• AIM OF THE EXERCISE: Retype the records below word for word and omit any image.

• PROVIDED DATA:
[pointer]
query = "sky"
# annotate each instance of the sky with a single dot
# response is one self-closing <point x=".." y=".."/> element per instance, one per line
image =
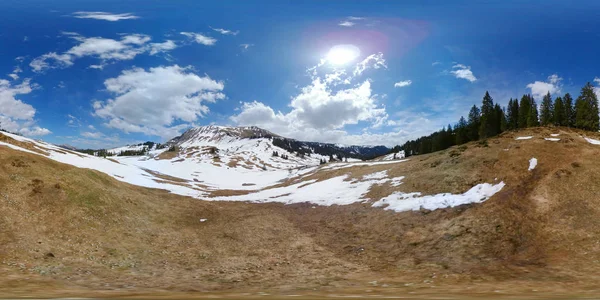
<point x="100" y="74"/>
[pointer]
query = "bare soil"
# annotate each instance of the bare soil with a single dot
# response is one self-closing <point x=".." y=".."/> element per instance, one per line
<point x="66" y="231"/>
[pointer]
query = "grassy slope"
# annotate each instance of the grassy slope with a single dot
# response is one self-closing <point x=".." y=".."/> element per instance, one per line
<point x="104" y="234"/>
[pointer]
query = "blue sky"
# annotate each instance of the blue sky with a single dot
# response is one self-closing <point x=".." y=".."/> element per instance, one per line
<point x="107" y="73"/>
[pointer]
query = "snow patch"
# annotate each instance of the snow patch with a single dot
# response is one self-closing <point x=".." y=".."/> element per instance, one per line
<point x="414" y="201"/>
<point x="532" y="163"/>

• RESULT:
[pointer]
query = "sky"
# annotate each instance of the sky with a single dot
# response is one self-closing <point x=".." y=".."/> element per instance, one per line
image =
<point x="100" y="74"/>
[pointer]
query = "bare soil"
# annotate each instance of the bare soil with a single dot
# response is one self-closing <point x=".." y=".."/> element per instance, one per line
<point x="66" y="231"/>
[pointer]
query = "grassy slope"
# annotate each instance of the grassy slope with a single dot
# response is one self-closing <point x=".." y=".."/> element per instance, one per line
<point x="104" y="234"/>
[pointer]
query = "blue sky"
# annotate each instance of the blue sky with a single dot
# response is one self-closing <point x=".." y=".."/> element per instance, one per line
<point x="107" y="73"/>
[pointer]
query = "snow patch"
# annotate each instance of the snow patch with a single dot
# response is one self-closing <point x=".." y=".."/> element per instance, one per line
<point x="414" y="201"/>
<point x="532" y="163"/>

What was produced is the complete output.